◆ To do
A – Can you rewrite the stretch from "Michael: Here’s my" through "can see that." in the Downton Abbey conversation, putting "cook" everywhere "housekeeper" appears?
B – Could you extend the Downton Abbey conversation past its final line?

◆ Text extract
Michael: Here’s my question: Do you think this was Jullian Fellowes favorite movie growing up, or just something he saw? Because you’re not going to tell me that the butler and head housekeeper in this movie are not Mrs. Hughs and Carson from Downton Abbey. You aren’t going to tell me that at all! Because it was the exact same characters and the exact same relationship. It wasn’t just a butler and a housekeeper that were dutiful, it was a butler and a housekeeper that are all, “We aren’t going to stand for these things!” It’s personally offensive to them that these traditions are being broken. Plus they’re in love, but we’re not going to talk about it. They’re clearly into each other. It had to have been inspirational to Jullian Fellowes when he was writing Downton Abbey. It couldn’t’ve been a coincidence.
Jordan: It might have been something that just happened, but yeah, I can see that.

◆ Given records
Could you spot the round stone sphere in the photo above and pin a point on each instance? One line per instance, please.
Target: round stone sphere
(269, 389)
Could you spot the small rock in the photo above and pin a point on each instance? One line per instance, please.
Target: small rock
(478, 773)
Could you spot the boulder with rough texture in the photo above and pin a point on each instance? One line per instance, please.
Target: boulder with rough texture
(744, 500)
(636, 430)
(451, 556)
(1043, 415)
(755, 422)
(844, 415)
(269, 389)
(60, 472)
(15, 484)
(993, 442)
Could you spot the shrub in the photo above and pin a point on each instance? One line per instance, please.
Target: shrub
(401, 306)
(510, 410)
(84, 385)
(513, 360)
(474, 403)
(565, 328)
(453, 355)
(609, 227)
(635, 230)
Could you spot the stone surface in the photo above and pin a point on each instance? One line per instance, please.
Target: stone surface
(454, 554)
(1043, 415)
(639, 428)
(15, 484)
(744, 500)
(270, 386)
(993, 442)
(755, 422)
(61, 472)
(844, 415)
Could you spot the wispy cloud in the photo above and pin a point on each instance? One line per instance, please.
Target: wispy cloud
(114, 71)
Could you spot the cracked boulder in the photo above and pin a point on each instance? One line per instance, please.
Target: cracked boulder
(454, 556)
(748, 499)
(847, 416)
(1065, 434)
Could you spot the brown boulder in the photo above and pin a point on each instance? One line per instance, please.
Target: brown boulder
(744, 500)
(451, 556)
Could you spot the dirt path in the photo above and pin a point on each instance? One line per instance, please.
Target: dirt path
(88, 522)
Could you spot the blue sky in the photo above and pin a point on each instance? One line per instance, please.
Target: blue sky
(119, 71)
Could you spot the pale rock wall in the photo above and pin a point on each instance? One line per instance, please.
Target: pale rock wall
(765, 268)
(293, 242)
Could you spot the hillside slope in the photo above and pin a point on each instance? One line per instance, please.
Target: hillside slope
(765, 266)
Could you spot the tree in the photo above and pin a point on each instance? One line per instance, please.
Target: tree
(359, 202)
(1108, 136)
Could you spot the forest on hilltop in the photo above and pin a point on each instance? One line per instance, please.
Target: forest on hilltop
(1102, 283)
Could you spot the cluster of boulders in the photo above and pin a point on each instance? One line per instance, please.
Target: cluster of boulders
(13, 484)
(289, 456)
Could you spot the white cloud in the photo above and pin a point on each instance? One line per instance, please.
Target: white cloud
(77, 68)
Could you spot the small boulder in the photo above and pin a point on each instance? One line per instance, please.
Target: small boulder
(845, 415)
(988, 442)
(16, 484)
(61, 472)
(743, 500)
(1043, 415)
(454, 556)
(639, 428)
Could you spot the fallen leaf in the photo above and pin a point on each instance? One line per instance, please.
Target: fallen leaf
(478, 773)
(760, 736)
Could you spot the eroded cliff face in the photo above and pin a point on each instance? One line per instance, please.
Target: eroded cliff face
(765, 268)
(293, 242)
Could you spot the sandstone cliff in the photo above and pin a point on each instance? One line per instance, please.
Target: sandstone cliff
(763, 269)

◆ Results by task
A –
Michael: Here’s my question: Do you think this was Jullian Fellowes favorite movie growing up, or just something he saw? Because you’re not going to tell me that the butler and head cook in this movie are not Mrs. Hughs and Carson from Downton Abbey. You aren’t going to tell me that at all! Because it was the exact same characters and the exact same relationship. It wasn’t just a butler and a cook that were dutiful, it was a butler and a cook that are all, “We aren’t going to stand for these things!” It’s personally offensive to them that these traditions are being broken. Plus they’re in love, but we’re not going to talk about it. They’re clearly into each other. It had to have been inspirational to Jullian Fellowes when he was writing Downton Abbey. It couldn’t’ve been a coincidence.
Jordan: It might have been something that just happened, but yeah, I can see that.

B –
Other than the obvious “women in the workplace” theme that continuously recurs through the movie, there’s the double entendre theme of Cluny’s plumbing (and utter enjoyment of it) being a metaphor for sex. Criterion includes the excellent essay by Siri Hustvedt with the disc and on their website. We see and hear Cluny go to work, pounding away at the pipes. When she’s finished, she’s flushed and happy, utterly satisfied and feeling good about being in her body. She is stopped short and shamed by the obvious disdain and revulsion she encounters from Mr. Wilson and company over what they view is her blatant and wonton social gaff. Belinski embraces her enjoyment of “banging the pipes”, does not want to shame her, and wants to take her away from people who would change her natural inclinations to enjoy herself and her passions.

Michael’s Rating: Three French accents that we’re pretending are Czechoslovakian
After spending time with Cluny Brown, we moved on to one of my very favorite Lubitsch films, Heaven Can Wait (tied for number one with two others–try to guess which ones!).
Heaven Can Wait was nominated at the Academy Awards for Best Picture and Best Director, losing both awards to Casablanca. It’s not the sweeping melodrama of Casablanca, but honestly, I can say this movie certainly holds its own against that well known property, albeit as a very different film.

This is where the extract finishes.